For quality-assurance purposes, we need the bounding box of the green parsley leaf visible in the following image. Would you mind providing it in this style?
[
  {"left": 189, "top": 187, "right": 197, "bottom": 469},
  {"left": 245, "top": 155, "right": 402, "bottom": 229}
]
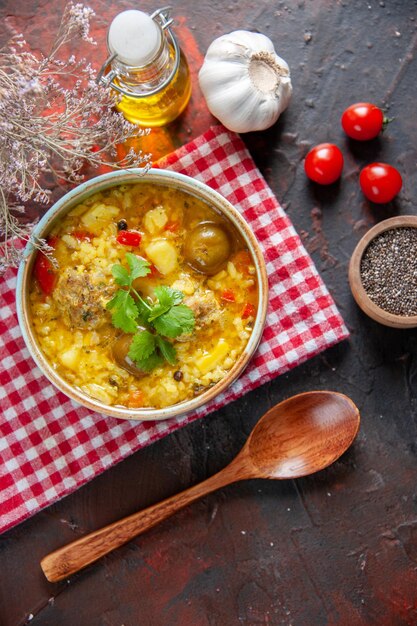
[
  {"left": 153, "top": 304, "right": 195, "bottom": 338},
  {"left": 155, "top": 286, "right": 184, "bottom": 306},
  {"left": 126, "top": 253, "right": 150, "bottom": 280},
  {"left": 112, "top": 254, "right": 150, "bottom": 288},
  {"left": 111, "top": 264, "right": 131, "bottom": 287},
  {"left": 128, "top": 330, "right": 156, "bottom": 362},
  {"left": 107, "top": 254, "right": 195, "bottom": 373},
  {"left": 106, "top": 291, "right": 138, "bottom": 333},
  {"left": 147, "top": 302, "right": 170, "bottom": 321},
  {"left": 148, "top": 286, "right": 184, "bottom": 321},
  {"left": 155, "top": 336, "right": 177, "bottom": 365},
  {"left": 132, "top": 351, "right": 164, "bottom": 372},
  {"left": 135, "top": 297, "right": 151, "bottom": 325}
]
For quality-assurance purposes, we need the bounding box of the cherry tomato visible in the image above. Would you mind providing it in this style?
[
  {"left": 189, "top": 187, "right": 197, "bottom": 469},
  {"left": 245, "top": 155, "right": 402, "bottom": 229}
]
[
  {"left": 116, "top": 230, "right": 141, "bottom": 246},
  {"left": 341, "top": 102, "right": 385, "bottom": 141},
  {"left": 33, "top": 237, "right": 58, "bottom": 295},
  {"left": 359, "top": 163, "right": 402, "bottom": 203},
  {"left": 304, "top": 143, "right": 344, "bottom": 185}
]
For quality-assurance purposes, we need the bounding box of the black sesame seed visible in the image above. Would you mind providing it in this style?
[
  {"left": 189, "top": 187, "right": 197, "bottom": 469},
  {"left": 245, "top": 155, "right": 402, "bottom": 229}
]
[
  {"left": 117, "top": 219, "right": 128, "bottom": 231},
  {"left": 173, "top": 370, "right": 183, "bottom": 381}
]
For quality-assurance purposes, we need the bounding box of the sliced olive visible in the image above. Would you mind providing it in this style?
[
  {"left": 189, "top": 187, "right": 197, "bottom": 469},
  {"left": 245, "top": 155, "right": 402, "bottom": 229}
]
[
  {"left": 112, "top": 334, "right": 145, "bottom": 378},
  {"left": 183, "top": 222, "right": 232, "bottom": 275}
]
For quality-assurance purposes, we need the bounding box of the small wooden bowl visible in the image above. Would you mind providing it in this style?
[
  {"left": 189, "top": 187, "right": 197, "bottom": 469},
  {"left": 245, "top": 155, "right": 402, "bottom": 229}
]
[{"left": 349, "top": 215, "right": 417, "bottom": 329}]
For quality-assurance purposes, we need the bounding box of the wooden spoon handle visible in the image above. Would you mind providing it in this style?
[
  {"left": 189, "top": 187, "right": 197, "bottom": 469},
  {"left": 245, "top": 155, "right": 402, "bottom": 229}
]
[{"left": 41, "top": 460, "right": 246, "bottom": 583}]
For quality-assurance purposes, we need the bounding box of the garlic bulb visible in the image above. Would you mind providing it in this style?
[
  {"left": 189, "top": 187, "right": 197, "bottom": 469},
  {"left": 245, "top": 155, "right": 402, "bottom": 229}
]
[{"left": 198, "top": 30, "right": 292, "bottom": 133}]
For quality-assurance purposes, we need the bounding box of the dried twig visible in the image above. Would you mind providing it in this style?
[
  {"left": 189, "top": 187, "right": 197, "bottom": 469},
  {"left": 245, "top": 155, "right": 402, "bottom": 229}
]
[{"left": 0, "top": 2, "right": 151, "bottom": 273}]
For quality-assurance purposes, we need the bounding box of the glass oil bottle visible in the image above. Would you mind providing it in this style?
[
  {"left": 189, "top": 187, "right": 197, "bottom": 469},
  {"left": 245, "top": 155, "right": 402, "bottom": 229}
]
[{"left": 98, "top": 7, "right": 191, "bottom": 127}]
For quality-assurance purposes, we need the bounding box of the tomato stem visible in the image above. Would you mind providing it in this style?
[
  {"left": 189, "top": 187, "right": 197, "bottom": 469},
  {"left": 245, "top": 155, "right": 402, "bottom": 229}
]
[{"left": 382, "top": 116, "right": 395, "bottom": 131}]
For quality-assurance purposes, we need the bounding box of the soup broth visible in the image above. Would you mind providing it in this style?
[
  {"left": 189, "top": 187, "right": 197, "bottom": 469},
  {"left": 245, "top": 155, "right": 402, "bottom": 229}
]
[{"left": 29, "top": 182, "right": 258, "bottom": 409}]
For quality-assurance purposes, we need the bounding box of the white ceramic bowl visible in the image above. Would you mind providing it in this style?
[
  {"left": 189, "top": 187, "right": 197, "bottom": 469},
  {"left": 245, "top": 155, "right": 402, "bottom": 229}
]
[{"left": 16, "top": 169, "right": 269, "bottom": 420}]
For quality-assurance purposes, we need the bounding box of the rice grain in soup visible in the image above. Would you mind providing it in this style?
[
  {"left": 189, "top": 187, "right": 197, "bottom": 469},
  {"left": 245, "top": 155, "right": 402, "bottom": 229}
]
[{"left": 29, "top": 182, "right": 259, "bottom": 409}]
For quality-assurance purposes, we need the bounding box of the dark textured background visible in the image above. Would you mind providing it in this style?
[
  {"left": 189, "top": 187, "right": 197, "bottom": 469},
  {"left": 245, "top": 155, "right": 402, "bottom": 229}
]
[{"left": 1, "top": 1, "right": 417, "bottom": 625}]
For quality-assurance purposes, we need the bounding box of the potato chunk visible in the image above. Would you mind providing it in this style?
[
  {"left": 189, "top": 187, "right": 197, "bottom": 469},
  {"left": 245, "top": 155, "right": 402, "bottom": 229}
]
[
  {"left": 143, "top": 206, "right": 168, "bottom": 234},
  {"left": 60, "top": 347, "right": 81, "bottom": 371},
  {"left": 81, "top": 204, "right": 120, "bottom": 235},
  {"left": 196, "top": 339, "right": 230, "bottom": 374},
  {"left": 145, "top": 239, "right": 178, "bottom": 275}
]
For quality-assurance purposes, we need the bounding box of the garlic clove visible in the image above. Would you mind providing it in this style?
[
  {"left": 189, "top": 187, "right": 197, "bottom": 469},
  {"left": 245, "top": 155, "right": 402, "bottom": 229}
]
[{"left": 199, "top": 30, "right": 292, "bottom": 133}]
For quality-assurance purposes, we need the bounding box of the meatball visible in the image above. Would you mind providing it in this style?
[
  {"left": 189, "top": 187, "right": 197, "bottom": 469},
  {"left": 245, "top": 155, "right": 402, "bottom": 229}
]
[
  {"left": 53, "top": 268, "right": 115, "bottom": 330},
  {"left": 183, "top": 222, "right": 232, "bottom": 275},
  {"left": 183, "top": 289, "right": 222, "bottom": 331}
]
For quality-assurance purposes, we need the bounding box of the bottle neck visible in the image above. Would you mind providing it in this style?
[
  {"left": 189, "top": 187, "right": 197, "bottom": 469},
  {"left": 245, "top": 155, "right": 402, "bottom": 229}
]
[{"left": 110, "top": 34, "right": 174, "bottom": 96}]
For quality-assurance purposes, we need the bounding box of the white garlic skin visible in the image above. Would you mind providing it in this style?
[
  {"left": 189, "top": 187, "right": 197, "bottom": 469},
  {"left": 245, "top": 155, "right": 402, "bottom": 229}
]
[{"left": 198, "top": 30, "right": 292, "bottom": 133}]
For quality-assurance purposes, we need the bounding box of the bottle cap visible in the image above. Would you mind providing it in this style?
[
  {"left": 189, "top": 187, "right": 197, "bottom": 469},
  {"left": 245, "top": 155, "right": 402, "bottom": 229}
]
[{"left": 108, "top": 10, "right": 162, "bottom": 67}]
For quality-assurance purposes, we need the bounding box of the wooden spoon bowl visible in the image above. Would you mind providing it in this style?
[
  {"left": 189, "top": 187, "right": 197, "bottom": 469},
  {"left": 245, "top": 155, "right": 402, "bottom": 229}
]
[
  {"left": 41, "top": 390, "right": 360, "bottom": 583},
  {"left": 247, "top": 391, "right": 358, "bottom": 478}
]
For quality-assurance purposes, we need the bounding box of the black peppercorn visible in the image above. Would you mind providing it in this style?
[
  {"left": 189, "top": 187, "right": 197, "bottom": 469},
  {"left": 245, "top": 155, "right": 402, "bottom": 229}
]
[
  {"left": 173, "top": 370, "right": 183, "bottom": 381},
  {"left": 117, "top": 219, "right": 128, "bottom": 231}
]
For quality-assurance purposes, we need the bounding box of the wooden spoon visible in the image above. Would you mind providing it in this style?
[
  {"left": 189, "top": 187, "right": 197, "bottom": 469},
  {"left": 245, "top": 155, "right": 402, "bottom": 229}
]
[{"left": 41, "top": 390, "right": 360, "bottom": 583}]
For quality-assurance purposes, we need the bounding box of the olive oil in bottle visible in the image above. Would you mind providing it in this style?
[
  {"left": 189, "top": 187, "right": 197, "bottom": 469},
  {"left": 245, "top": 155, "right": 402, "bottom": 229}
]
[{"left": 98, "top": 8, "right": 191, "bottom": 127}]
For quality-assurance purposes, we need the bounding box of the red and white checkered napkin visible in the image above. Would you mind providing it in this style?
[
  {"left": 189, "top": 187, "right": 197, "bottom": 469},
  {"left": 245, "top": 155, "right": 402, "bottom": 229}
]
[{"left": 0, "top": 125, "right": 348, "bottom": 534}]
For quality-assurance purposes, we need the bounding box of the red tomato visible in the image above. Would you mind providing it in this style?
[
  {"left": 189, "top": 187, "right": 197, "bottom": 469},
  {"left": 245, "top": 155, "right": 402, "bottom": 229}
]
[
  {"left": 221, "top": 289, "right": 236, "bottom": 302},
  {"left": 304, "top": 143, "right": 344, "bottom": 185},
  {"left": 33, "top": 238, "right": 58, "bottom": 295},
  {"left": 164, "top": 221, "right": 180, "bottom": 233},
  {"left": 149, "top": 263, "right": 161, "bottom": 277},
  {"left": 116, "top": 230, "right": 141, "bottom": 246},
  {"left": 127, "top": 390, "right": 144, "bottom": 408},
  {"left": 71, "top": 230, "right": 93, "bottom": 242},
  {"left": 341, "top": 102, "right": 384, "bottom": 141},
  {"left": 241, "top": 303, "right": 256, "bottom": 319},
  {"left": 359, "top": 163, "right": 402, "bottom": 203},
  {"left": 232, "top": 250, "right": 252, "bottom": 275}
]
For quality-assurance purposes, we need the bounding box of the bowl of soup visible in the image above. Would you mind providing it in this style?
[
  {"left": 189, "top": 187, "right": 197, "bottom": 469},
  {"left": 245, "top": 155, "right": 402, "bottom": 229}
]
[{"left": 16, "top": 169, "right": 268, "bottom": 420}]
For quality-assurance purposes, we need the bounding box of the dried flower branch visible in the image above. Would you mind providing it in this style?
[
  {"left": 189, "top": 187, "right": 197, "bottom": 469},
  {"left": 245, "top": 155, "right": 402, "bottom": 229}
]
[{"left": 0, "top": 2, "right": 151, "bottom": 274}]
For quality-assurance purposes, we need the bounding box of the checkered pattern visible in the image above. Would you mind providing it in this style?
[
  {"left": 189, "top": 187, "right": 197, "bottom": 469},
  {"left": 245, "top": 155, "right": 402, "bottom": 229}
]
[{"left": 0, "top": 125, "right": 348, "bottom": 535}]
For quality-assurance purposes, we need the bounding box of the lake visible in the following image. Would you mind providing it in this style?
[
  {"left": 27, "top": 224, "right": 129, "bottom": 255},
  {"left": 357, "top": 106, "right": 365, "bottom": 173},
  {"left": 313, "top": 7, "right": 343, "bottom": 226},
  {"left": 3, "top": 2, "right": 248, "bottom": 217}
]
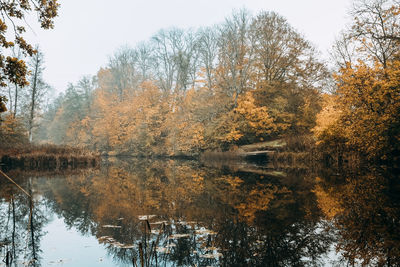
[{"left": 0, "top": 158, "right": 399, "bottom": 266}]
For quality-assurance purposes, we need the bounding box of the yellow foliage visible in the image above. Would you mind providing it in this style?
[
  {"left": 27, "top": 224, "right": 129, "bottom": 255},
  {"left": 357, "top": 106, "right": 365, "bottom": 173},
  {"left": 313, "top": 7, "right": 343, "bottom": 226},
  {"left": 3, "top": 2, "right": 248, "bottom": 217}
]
[
  {"left": 312, "top": 182, "right": 343, "bottom": 219},
  {"left": 313, "top": 93, "right": 343, "bottom": 145},
  {"left": 0, "top": 114, "right": 28, "bottom": 145},
  {"left": 235, "top": 185, "right": 277, "bottom": 222},
  {"left": 215, "top": 91, "right": 275, "bottom": 144},
  {"left": 236, "top": 91, "right": 275, "bottom": 136},
  {"left": 320, "top": 60, "right": 400, "bottom": 159}
]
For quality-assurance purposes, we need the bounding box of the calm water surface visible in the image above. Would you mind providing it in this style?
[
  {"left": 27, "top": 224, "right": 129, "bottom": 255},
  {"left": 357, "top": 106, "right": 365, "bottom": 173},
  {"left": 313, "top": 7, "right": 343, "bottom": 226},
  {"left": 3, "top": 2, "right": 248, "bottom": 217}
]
[{"left": 0, "top": 158, "right": 399, "bottom": 266}]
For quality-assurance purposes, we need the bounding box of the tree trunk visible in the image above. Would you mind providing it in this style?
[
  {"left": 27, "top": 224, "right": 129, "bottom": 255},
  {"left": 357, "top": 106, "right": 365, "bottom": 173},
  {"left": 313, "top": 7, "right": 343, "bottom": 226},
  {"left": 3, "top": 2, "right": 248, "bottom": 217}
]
[
  {"left": 28, "top": 53, "right": 40, "bottom": 142},
  {"left": 13, "top": 84, "right": 18, "bottom": 118}
]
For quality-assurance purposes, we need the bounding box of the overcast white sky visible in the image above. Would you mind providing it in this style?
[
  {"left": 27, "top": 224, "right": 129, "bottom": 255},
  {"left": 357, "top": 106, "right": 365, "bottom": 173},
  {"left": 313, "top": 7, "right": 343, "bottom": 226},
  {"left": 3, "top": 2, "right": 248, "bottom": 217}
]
[{"left": 25, "top": 0, "right": 353, "bottom": 93}]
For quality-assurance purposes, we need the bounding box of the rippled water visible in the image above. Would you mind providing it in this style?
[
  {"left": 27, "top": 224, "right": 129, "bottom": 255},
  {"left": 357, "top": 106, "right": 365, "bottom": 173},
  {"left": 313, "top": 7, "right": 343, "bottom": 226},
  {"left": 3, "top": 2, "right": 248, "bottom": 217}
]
[{"left": 0, "top": 158, "right": 399, "bottom": 266}]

__Task requirements__. Find and copy every line in the entries above where the string "dried" occurs.

__Output for this exercise__.
For quality-assurance purposes, we need the bounding box of the dried twig visible in the image above. Would you mind providing it in this style?
For quality-assurance purposes, we need the bounding box of the dried flower branch visible in the image above. Would you mind providing it in this style?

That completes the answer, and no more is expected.